__Selected text__.
=== Begin Enclosure ===

Currys (CURY) sees pre-Xmas sales slowdown as stock drops 10%
Currys stock dropped 10.48% on the London Stock Exchange on Wednesday morning after the British electrical and telecommunications retailer released its half-year results.
In the six months to the end of October, the group posted profit before tax of £48m ($64m), up from £40m in the same period a year previously.
The business said it also expects to hit its full-year profits of around £160m despite a softer market in the Christmas run-up.
“Group sales were flat year-on-year on a currency neutral basis, as +4% growth in our international business was offset by the decline in UK&I sales and the Carphone Warehouse Ireland closures,” Currys said.
UK and Ireland EBIT margins up
Adjusted EBIT (earnings before interest and taxes) was also flat year-on-year. However, UK and Ireland EBIT margins increased due to a higher mix of store sales and continuing cost reductions.
“This was offset by lower Nordic profits due to a decline in gross margin after the strong performance last year, planned transformation cost and additional costs to mitigate supply chain headwinds,” the retailer said.
Meanwhile, the company’s operating cash flow was in-line with last year and capital expenditure and exceptional cash costs were lower than last year, but as expected, working capital inflow was substantially lower for the half, resulting in lower free cash flow, it said.
Current trading and outlook
Currys said that during the last few months global supply chain challenges have affected the industry, but said it has coped with the challenges well.
“Nevertheless, there are costs associated with some of these mitigations, and there has been some impact on our product availability and on sales of some in-demand products,” the company said.
It also noted that after a strong sales performance in the first half of the year, market demand had softened in the run-up to Christmas.
“Against this backdrop, we have taken market share in the UK, margins have remained stable and customer satisfaction has further improved,” the group added.
As a result, it said the immediate outlook has become more uncertain, with the omicron Covid-19 variant and associated government restrictions potentially further dampening market demand.

=== End Enclosure ===

__Material provided__.
=== Begin Enclosure ===

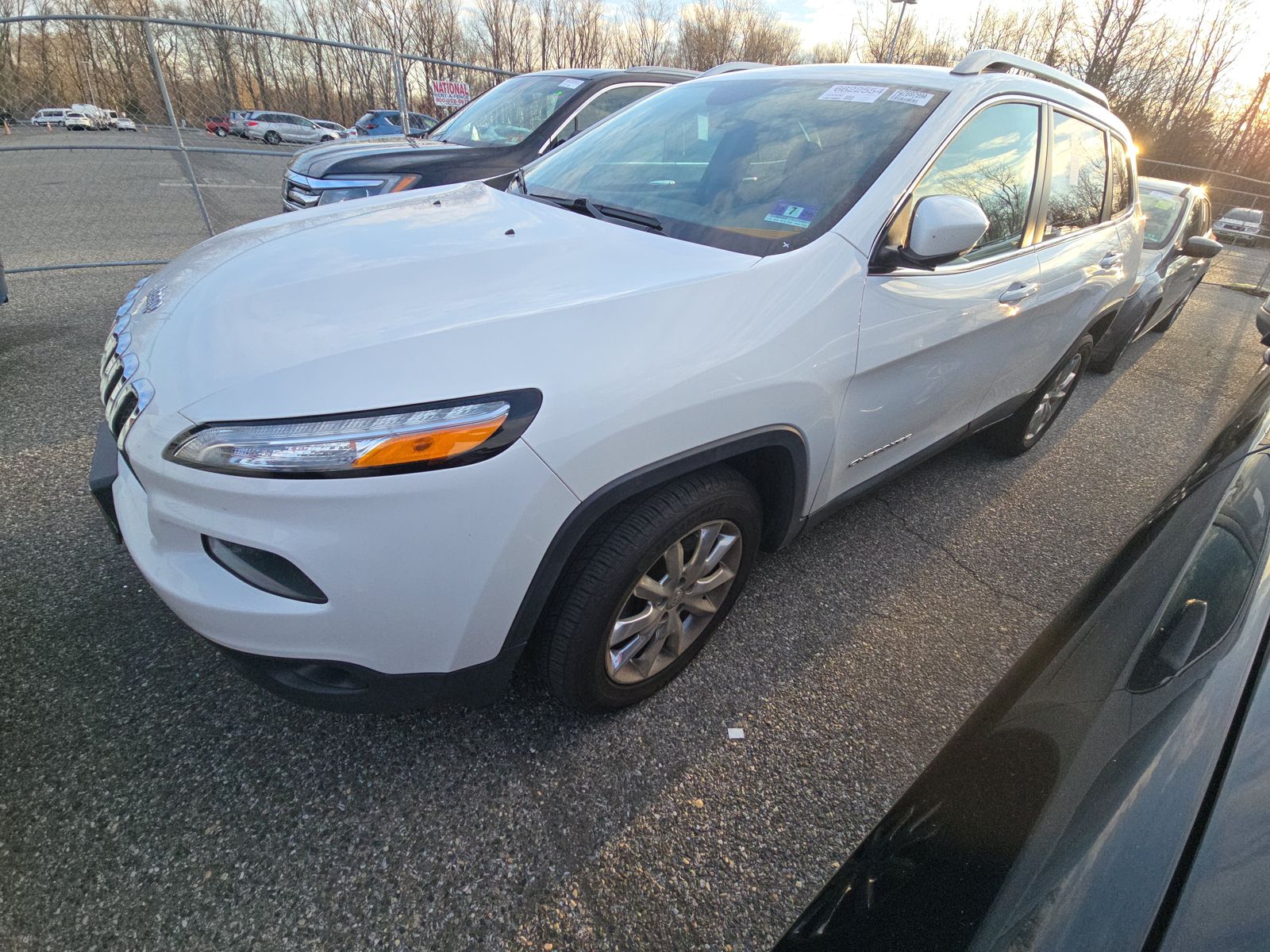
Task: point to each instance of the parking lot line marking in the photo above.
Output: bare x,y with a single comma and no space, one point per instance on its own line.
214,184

=== End Enclosure ===
=== Begin Enclosure ===

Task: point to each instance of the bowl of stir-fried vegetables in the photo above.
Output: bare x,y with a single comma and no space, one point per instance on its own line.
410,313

=== End Enclosure ===
=== Begin Enclosure ===

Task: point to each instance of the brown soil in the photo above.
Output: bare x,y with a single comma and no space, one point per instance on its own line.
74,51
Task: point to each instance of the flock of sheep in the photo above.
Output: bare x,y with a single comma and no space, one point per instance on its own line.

=== End Enclosure ===

__Exercises to complete__.
**A.** List every amount given in British pounds in the Currys results article above.
**B.** Copy the Currys results article from the words "Currys (CURY) sees" up to and including the words "its half-year results.".

__Per-task answers__.
**A.** £48m, £40m, £160m

**B.**
Currys (CURY) sees pre-Xmas sales slowdown as stock drops 10%
Currys stock dropped 10.48% on the London Stock Exchange on Wednesday morning after the British electrical and telecommunications retailer released its half-year results.